*** DATASET EXCERPTS
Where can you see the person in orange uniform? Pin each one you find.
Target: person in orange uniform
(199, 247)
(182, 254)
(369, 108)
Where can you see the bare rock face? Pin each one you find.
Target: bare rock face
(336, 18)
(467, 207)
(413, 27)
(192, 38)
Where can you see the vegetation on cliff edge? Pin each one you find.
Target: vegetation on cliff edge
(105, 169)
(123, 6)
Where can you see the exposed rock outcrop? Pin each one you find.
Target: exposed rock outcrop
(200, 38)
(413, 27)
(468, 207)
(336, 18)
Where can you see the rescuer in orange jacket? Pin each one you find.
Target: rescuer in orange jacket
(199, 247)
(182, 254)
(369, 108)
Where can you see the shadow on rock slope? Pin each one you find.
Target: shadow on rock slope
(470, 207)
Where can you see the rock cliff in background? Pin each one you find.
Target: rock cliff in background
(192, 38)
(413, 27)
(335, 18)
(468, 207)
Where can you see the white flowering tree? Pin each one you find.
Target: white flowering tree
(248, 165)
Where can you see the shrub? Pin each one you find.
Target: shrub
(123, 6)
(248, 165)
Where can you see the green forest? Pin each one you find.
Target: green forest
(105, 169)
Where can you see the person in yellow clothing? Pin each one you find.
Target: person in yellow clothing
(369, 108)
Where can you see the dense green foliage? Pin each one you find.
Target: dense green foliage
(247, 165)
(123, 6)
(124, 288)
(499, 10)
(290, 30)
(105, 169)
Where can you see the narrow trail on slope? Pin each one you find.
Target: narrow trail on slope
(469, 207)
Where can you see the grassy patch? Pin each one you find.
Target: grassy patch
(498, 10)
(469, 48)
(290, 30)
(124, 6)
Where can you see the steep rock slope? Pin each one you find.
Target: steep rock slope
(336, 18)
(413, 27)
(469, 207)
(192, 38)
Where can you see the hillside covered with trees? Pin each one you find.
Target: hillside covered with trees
******
*** DATASET EXCERPTS
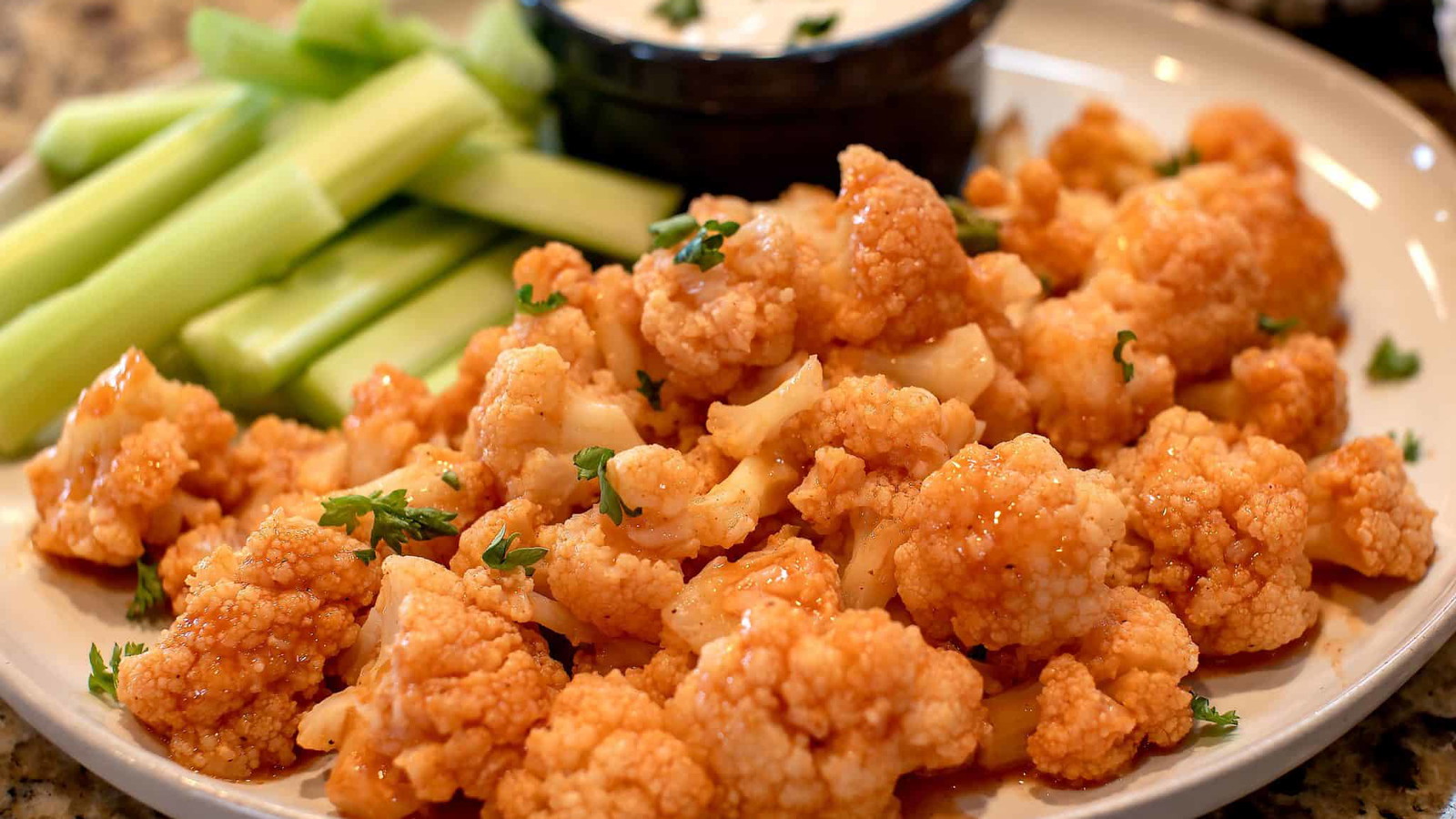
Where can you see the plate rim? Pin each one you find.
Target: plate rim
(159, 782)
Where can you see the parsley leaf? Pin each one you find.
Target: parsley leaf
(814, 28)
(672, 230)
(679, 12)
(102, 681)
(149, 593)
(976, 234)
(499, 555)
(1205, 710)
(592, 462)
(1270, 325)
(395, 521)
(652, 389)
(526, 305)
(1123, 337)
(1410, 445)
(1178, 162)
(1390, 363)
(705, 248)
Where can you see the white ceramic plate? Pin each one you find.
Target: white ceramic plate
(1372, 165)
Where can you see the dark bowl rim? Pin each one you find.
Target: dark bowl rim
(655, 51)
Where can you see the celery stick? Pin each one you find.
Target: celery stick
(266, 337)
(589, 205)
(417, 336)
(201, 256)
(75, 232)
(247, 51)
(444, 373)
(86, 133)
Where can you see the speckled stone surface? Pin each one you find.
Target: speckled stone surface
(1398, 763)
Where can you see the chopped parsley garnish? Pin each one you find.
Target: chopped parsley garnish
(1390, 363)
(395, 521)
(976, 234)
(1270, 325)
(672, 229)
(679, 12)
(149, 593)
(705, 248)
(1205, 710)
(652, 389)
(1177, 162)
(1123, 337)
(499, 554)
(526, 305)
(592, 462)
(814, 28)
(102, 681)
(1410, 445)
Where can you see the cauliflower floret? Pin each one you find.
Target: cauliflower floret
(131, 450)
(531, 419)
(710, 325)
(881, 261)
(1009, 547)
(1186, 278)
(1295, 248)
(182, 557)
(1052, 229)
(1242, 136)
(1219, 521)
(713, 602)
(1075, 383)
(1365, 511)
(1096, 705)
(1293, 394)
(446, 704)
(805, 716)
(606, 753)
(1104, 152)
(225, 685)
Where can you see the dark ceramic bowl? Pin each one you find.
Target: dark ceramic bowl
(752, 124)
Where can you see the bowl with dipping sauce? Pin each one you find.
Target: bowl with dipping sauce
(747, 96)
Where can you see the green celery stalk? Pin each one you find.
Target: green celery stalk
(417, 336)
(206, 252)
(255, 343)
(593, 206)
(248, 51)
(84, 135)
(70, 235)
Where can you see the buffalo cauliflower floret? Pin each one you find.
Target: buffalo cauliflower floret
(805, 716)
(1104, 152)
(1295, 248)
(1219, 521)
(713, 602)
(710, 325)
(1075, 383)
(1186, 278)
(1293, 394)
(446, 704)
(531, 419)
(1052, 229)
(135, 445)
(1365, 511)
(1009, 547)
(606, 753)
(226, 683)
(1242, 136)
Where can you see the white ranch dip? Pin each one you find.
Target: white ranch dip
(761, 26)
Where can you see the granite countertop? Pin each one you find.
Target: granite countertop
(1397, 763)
******
Format the data as a Markdown table, beginning with the line that contains "Where can you see the buffalo" and continuing through the line that contains "(1397, 763)". Use the columns Row and Data line, and leave out any blank lines.

| Row | Data line |
|---|---|
| 1 | Where can you see the buffalo cauliflower floret? Pin each one you find. |
| 2 | Target: buffalo cauliflower floret |
| 3 | (805, 716) |
| 4 | (1104, 152) |
| 5 | (1295, 248) |
| 6 | (1219, 521) |
| 7 | (713, 602) |
| 8 | (710, 325) |
| 9 | (1075, 383) |
| 10 | (1186, 278) |
| 11 | (1293, 394) |
| 12 | (446, 704) |
| 13 | (531, 419) |
| 14 | (1052, 229) |
| 15 | (135, 445) |
| 16 | (1365, 511) |
| 17 | (1009, 547) |
| 18 | (606, 753) |
| 19 | (226, 683) |
| 20 | (1242, 136) |
| 21 | Where can you see the white ranch dip? Pin each one you find. |
| 22 | Target: white ranch dip |
| 23 | (761, 26) |
| 24 | Where can you see the granite countertop? Pin each one you find. |
| 25 | Target: granite countertop |
| 26 | (1397, 763) |